→ TASK DETAILS
All lines from the one that contains "Objective — indicate one point on every instance of the woman's" through the final line of the entries must be repeated exactly. No other lines belong in the output.

* * * * * * * * *

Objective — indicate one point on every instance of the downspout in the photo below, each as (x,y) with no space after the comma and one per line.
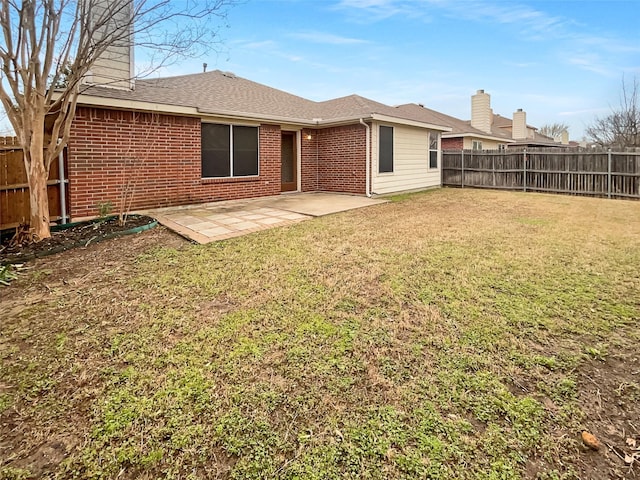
(63,186)
(367,157)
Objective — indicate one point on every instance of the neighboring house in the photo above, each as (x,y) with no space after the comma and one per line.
(214,136)
(489,131)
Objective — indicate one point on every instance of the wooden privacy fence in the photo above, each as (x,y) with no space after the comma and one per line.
(576,172)
(14,188)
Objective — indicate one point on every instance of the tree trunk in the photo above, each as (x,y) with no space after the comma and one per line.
(37,175)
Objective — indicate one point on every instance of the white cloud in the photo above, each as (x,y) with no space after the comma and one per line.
(327,38)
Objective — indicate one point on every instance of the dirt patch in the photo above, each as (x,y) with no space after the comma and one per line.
(15,250)
(38,443)
(610,399)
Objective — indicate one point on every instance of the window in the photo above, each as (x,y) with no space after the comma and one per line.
(385,156)
(229,150)
(433,150)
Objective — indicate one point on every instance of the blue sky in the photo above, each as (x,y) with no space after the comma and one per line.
(560,61)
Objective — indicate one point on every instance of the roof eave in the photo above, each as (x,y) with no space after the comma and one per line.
(412,123)
(477,135)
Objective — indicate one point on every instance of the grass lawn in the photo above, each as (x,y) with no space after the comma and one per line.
(462,334)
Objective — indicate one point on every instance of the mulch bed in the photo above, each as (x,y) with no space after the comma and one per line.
(64,238)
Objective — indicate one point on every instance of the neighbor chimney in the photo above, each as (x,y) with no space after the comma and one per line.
(519,125)
(481,114)
(114,67)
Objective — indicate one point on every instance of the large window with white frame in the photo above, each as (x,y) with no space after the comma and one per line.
(385,151)
(229,150)
(433,149)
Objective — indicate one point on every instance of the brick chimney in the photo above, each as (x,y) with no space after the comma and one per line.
(113,68)
(519,125)
(481,114)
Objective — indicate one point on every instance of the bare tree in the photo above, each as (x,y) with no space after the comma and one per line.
(621,128)
(48,47)
(553,130)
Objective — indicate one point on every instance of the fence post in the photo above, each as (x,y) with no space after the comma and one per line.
(609,173)
(524,170)
(462,170)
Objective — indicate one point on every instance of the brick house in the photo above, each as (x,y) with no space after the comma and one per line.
(487,130)
(215,136)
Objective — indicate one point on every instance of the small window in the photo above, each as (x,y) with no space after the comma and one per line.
(385,156)
(433,150)
(229,150)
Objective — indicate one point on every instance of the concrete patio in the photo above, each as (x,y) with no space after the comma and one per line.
(221,220)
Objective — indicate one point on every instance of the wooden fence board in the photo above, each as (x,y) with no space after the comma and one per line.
(14,189)
(546,170)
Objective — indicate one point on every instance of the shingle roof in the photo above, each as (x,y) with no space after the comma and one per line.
(219,92)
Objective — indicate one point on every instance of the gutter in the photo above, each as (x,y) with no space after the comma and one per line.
(367,156)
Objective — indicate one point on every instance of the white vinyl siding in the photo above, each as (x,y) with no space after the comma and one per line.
(410,162)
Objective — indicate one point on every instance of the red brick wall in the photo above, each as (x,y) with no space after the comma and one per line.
(157,158)
(452,143)
(339,163)
(309,160)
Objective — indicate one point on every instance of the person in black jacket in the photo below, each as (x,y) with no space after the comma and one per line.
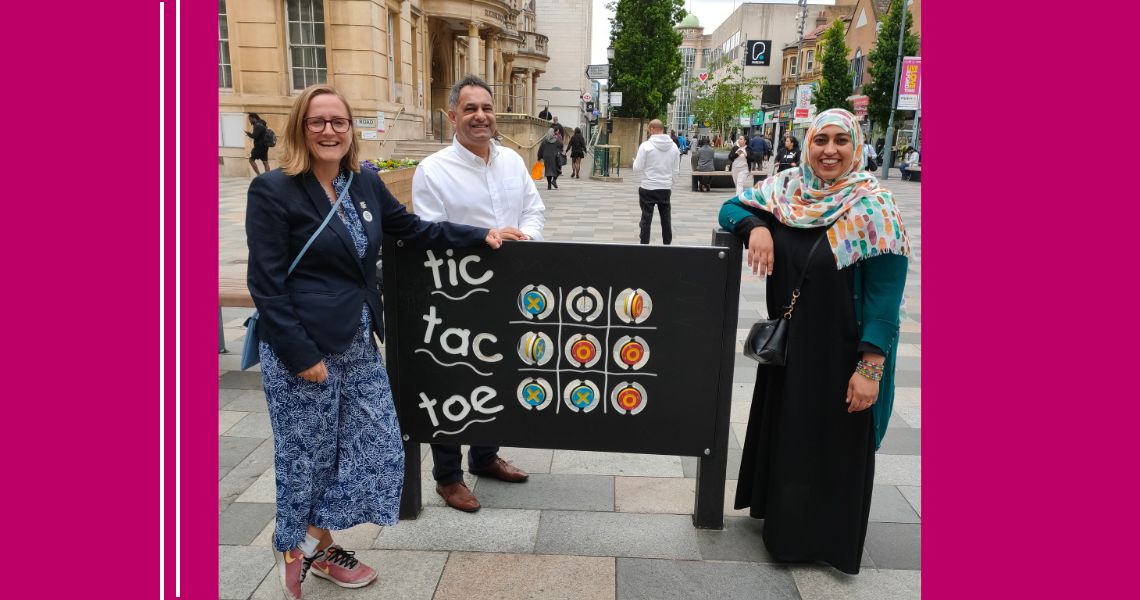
(577,152)
(789,154)
(338,452)
(260,150)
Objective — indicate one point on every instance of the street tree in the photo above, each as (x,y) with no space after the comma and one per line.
(836,83)
(722,99)
(646,58)
(882,61)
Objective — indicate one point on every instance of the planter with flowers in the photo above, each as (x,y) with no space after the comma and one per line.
(396,176)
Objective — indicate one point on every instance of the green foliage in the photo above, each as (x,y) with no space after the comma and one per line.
(646,59)
(836,83)
(722,99)
(882,59)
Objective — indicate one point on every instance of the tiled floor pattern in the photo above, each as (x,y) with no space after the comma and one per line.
(587,525)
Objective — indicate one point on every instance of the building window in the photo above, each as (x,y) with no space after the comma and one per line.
(225,69)
(307,42)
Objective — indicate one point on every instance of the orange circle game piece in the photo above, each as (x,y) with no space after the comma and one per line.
(629,398)
(584,350)
(632,353)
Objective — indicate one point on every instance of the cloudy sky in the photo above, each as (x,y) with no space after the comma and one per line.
(710,13)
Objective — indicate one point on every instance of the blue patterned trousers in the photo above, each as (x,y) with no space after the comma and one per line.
(338,452)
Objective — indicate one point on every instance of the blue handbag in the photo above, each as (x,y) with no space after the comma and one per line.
(250,354)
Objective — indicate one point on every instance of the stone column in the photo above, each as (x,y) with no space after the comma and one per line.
(490,62)
(534,91)
(473,49)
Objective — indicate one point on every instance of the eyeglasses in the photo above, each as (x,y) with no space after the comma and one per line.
(317,124)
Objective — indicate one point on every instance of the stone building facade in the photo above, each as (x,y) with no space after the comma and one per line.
(393,59)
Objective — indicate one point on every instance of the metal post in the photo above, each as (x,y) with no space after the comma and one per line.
(708,508)
(894,95)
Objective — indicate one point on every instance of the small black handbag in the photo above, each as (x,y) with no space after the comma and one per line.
(767,340)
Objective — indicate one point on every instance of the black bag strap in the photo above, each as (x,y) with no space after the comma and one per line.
(803,276)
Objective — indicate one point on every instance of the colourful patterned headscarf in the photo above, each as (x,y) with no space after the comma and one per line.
(860,215)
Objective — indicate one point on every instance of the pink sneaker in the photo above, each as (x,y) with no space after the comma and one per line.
(342,568)
(292,566)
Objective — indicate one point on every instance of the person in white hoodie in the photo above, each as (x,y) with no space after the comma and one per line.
(659,161)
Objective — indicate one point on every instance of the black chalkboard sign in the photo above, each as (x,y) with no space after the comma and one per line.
(575,346)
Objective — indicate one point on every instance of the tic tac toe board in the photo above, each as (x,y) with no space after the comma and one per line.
(602,347)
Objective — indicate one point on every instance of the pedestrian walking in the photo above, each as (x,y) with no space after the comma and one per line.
(550,152)
(738,163)
(577,152)
(260,151)
(338,452)
(705,162)
(475,183)
(659,160)
(759,151)
(788,157)
(808,460)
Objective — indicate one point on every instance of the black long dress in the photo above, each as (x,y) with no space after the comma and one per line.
(808,464)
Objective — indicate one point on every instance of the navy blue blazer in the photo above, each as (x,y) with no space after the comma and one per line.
(316,310)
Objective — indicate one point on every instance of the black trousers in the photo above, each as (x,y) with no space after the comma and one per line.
(648,199)
(447,461)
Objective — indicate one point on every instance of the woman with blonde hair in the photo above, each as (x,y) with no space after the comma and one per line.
(314,229)
(815,422)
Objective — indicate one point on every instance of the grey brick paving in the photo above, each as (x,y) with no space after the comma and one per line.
(573,532)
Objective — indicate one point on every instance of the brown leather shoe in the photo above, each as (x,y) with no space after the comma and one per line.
(503,471)
(457,496)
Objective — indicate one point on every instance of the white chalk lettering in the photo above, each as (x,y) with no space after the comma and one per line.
(479,354)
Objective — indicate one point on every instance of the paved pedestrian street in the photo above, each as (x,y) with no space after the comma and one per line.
(587,526)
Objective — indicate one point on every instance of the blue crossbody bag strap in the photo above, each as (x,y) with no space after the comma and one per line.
(332,211)
(250,348)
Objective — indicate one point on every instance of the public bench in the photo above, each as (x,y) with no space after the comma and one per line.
(724,178)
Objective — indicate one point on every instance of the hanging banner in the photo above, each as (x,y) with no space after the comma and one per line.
(805,111)
(910,83)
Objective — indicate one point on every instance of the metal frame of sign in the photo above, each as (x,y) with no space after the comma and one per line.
(711,467)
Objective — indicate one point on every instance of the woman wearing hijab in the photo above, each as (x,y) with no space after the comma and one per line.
(738,162)
(550,151)
(315,229)
(788,157)
(577,152)
(705,162)
(808,456)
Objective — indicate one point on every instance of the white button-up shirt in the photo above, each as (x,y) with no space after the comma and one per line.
(454,185)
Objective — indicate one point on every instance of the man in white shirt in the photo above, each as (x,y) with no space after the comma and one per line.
(474,181)
(659,160)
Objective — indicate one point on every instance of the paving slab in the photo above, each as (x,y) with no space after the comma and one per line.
(545,577)
(888,505)
(252,426)
(242,521)
(580,462)
(680,580)
(902,440)
(446,528)
(821,583)
(543,491)
(241,570)
(896,470)
(233,450)
(894,545)
(249,400)
(241,380)
(616,534)
(400,575)
(242,476)
(226,420)
(913,495)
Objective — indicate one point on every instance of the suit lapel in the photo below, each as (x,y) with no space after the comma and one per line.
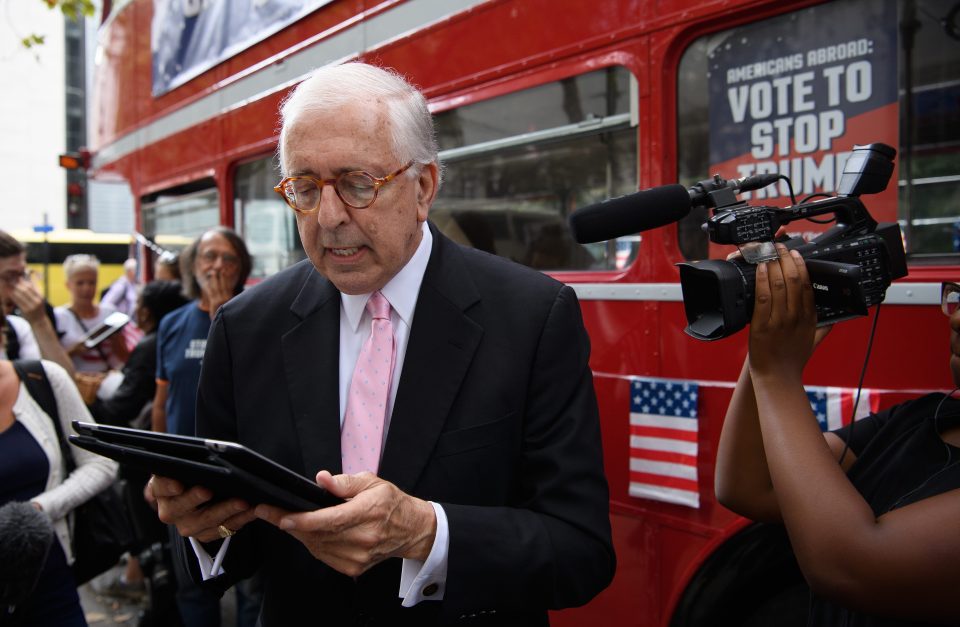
(311,352)
(441,346)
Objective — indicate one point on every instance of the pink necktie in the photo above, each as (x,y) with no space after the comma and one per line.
(362,432)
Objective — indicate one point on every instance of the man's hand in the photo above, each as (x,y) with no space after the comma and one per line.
(193,514)
(783,329)
(28,299)
(218,289)
(377,522)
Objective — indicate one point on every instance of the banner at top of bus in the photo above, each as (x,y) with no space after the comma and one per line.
(188,37)
(793,94)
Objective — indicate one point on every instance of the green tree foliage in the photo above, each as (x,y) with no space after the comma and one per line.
(74,9)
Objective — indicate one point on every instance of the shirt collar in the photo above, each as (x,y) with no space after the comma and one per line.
(402,290)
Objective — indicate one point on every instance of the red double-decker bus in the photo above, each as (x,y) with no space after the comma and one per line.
(544,106)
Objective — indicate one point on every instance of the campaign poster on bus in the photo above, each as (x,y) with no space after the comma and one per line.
(797,105)
(188,37)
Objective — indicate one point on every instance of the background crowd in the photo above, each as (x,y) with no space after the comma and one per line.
(118,381)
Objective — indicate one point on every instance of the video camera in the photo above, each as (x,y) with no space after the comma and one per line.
(850,265)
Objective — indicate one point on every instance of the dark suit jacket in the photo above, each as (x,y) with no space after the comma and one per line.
(495,419)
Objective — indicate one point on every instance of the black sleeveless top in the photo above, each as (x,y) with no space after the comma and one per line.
(901,459)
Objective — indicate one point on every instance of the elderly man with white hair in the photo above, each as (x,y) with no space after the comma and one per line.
(443,393)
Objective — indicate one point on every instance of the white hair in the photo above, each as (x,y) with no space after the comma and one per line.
(79,263)
(350,84)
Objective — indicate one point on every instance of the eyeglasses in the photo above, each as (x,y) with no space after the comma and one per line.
(356,189)
(228,259)
(949,297)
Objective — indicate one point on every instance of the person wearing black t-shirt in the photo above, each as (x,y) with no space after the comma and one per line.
(875,535)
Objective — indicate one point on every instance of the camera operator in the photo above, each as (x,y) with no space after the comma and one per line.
(876,534)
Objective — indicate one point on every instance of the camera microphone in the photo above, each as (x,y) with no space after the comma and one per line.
(631,213)
(652,208)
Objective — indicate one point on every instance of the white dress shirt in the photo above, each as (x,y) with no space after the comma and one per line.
(355,325)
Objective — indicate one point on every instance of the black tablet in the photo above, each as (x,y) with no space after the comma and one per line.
(227,469)
(110,325)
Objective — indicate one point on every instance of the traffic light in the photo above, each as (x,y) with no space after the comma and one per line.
(75,160)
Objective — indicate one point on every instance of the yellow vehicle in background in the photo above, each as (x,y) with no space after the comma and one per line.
(46,252)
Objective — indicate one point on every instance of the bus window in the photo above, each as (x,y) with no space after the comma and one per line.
(188,210)
(267,225)
(516,166)
(793,94)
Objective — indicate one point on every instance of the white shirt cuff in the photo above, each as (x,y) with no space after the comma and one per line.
(426,581)
(210,568)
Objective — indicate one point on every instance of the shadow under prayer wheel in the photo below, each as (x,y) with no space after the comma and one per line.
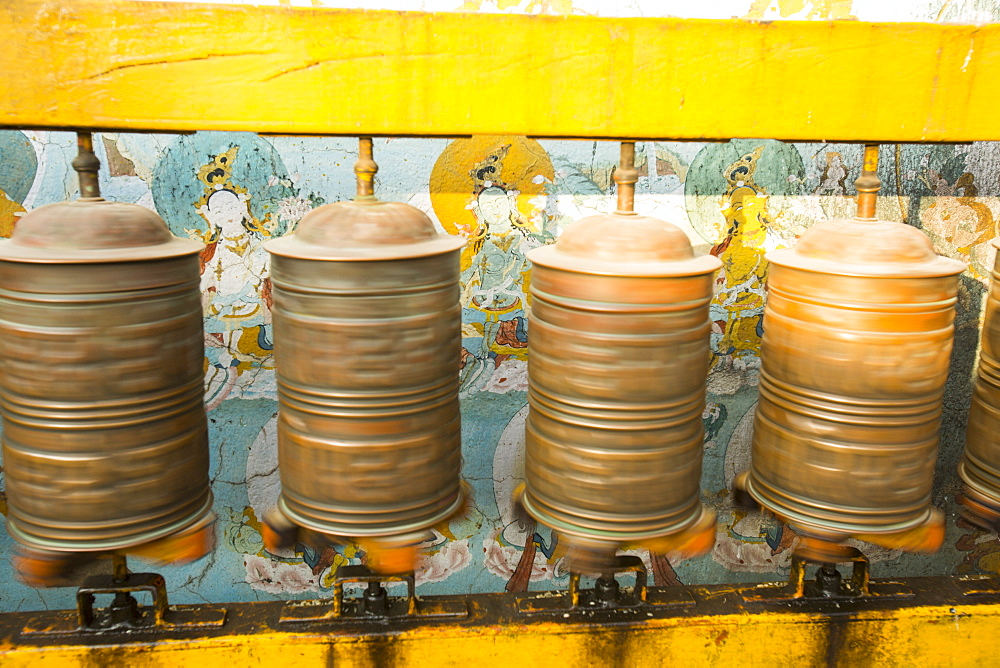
(980,465)
(617,365)
(105,442)
(857,339)
(367,326)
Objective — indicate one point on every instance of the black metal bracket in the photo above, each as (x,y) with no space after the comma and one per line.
(375,603)
(124,613)
(828,583)
(979,585)
(607,594)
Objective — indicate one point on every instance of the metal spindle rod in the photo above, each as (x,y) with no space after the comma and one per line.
(86,165)
(625,177)
(365,169)
(868,184)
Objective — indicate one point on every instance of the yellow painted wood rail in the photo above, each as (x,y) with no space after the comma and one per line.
(125,65)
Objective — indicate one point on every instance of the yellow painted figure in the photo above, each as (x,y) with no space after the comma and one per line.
(744,269)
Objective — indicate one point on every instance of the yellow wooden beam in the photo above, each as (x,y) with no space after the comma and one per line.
(125,65)
(956,631)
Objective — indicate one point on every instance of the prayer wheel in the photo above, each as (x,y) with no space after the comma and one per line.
(367,326)
(857,339)
(618,359)
(105,444)
(980,465)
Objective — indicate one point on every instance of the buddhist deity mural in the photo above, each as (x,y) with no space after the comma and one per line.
(959,211)
(492,191)
(743,225)
(232,192)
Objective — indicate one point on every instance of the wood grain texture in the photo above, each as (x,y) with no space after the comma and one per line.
(125,65)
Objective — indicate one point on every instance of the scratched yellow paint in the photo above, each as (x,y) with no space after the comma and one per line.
(123,65)
(924,635)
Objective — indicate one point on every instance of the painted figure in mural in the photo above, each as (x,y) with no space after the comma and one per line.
(20,164)
(232,192)
(748,238)
(959,224)
(740,197)
(235,285)
(481,189)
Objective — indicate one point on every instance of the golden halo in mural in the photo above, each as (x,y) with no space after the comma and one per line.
(477,175)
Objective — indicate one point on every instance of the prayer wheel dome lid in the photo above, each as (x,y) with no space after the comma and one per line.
(859,247)
(93,230)
(364,229)
(624,245)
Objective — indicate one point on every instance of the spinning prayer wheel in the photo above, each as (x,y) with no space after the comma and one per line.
(105,444)
(619,354)
(980,465)
(367,327)
(857,340)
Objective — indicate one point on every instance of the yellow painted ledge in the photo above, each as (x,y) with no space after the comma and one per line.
(125,65)
(922,636)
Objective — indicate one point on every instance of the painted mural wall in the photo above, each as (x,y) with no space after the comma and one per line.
(506,195)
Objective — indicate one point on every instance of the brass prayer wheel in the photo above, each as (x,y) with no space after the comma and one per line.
(980,465)
(105,443)
(857,339)
(619,354)
(367,326)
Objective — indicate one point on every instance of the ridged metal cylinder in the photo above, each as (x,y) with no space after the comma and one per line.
(105,442)
(618,359)
(367,327)
(857,338)
(980,465)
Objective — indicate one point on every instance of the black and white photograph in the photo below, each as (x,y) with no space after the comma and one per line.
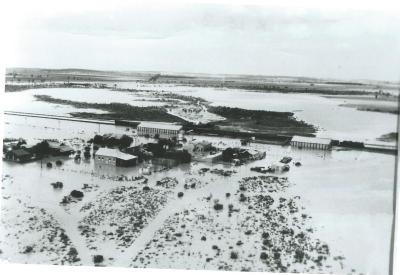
(247,136)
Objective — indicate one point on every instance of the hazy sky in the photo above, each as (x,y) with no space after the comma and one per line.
(208,38)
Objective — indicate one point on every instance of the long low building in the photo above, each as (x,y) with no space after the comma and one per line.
(311,143)
(114,157)
(160,129)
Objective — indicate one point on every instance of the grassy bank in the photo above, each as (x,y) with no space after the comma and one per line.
(115,110)
(265,122)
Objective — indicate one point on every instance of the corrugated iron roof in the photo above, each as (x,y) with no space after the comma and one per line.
(161,125)
(325,141)
(108,152)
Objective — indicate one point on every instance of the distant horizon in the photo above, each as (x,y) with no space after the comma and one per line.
(177,73)
(271,39)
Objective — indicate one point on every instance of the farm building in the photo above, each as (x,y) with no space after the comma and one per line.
(114,157)
(311,143)
(202,146)
(163,130)
(59,149)
(18,155)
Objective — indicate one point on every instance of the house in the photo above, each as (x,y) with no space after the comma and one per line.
(279,167)
(202,146)
(18,155)
(114,157)
(311,143)
(159,129)
(65,150)
(58,149)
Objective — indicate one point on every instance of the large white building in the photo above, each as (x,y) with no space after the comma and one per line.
(114,157)
(162,129)
(311,143)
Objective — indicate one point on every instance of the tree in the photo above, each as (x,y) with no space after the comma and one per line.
(41,149)
(125,141)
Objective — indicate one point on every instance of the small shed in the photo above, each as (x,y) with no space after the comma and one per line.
(114,157)
(18,155)
(311,143)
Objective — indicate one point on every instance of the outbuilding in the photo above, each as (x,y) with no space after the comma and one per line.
(114,157)
(160,129)
(18,155)
(311,143)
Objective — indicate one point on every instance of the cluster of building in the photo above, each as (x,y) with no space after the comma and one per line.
(19,151)
(311,143)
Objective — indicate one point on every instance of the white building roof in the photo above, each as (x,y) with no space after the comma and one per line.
(325,141)
(161,125)
(114,153)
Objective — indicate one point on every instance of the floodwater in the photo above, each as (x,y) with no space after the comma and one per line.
(348,195)
(331,119)
(25,101)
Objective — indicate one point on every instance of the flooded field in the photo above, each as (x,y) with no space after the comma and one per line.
(318,216)
(340,203)
(326,113)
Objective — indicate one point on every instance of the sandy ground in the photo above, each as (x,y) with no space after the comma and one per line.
(345,197)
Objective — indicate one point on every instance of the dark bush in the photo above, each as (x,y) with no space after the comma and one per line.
(234,255)
(218,206)
(97,259)
(263,256)
(76,194)
(146,188)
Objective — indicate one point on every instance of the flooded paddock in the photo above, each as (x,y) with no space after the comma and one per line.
(326,113)
(345,196)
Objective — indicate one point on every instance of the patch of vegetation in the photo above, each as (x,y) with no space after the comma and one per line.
(262,121)
(116,110)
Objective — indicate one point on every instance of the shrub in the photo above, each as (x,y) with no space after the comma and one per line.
(98,259)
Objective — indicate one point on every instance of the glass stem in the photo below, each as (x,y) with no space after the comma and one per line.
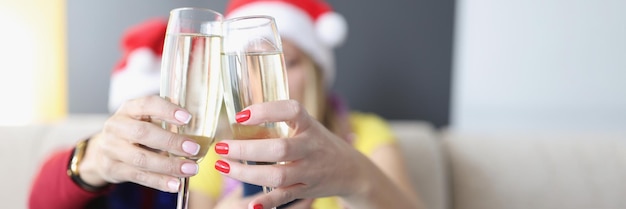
(183,194)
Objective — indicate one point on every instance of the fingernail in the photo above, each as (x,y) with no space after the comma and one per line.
(173,185)
(182,116)
(189,168)
(221,148)
(191,147)
(222,166)
(242,116)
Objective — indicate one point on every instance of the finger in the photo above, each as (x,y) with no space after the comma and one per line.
(299,204)
(273,175)
(142,159)
(157,108)
(289,111)
(152,136)
(277,197)
(266,150)
(120,172)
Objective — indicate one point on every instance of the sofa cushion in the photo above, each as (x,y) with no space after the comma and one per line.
(422,151)
(549,170)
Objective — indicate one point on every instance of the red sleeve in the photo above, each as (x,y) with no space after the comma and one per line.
(52,188)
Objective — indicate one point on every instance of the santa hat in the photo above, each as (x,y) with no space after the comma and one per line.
(138,72)
(311,24)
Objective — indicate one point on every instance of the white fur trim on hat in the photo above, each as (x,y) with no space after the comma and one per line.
(297,26)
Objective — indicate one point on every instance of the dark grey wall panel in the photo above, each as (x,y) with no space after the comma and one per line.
(396,62)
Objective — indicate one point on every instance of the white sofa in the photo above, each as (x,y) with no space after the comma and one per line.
(450,170)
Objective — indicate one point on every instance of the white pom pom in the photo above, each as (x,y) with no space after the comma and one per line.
(332,29)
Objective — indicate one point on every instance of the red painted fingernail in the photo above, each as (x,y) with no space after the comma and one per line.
(242,116)
(222,166)
(221,148)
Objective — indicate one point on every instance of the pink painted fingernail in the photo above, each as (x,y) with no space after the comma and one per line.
(182,116)
(189,168)
(222,166)
(242,116)
(191,147)
(173,185)
(221,148)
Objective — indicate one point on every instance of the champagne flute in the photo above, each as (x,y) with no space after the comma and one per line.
(191,77)
(254,72)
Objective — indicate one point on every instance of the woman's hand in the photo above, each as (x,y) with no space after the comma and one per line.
(133,147)
(320,163)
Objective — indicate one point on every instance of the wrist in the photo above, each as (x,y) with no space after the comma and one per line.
(81,171)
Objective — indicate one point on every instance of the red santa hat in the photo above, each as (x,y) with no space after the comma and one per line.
(138,72)
(311,24)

* * * * * * * * *

→ RESULT FOR THIS TASK
Objective — indicate one point on every instance of the woman's hand in the photo above, each as (x,y) with no space after the comma and one per line.
(133,147)
(320,163)
Objective — indicate one point on every instance of the wrist in the photo above, each as (x,y) with no space after the comma and one per line.
(81,171)
Objective — indicate one point on every instance of the red santa hat in the photo above, each as (x,y) with no space after the comma and one per line.
(138,72)
(311,24)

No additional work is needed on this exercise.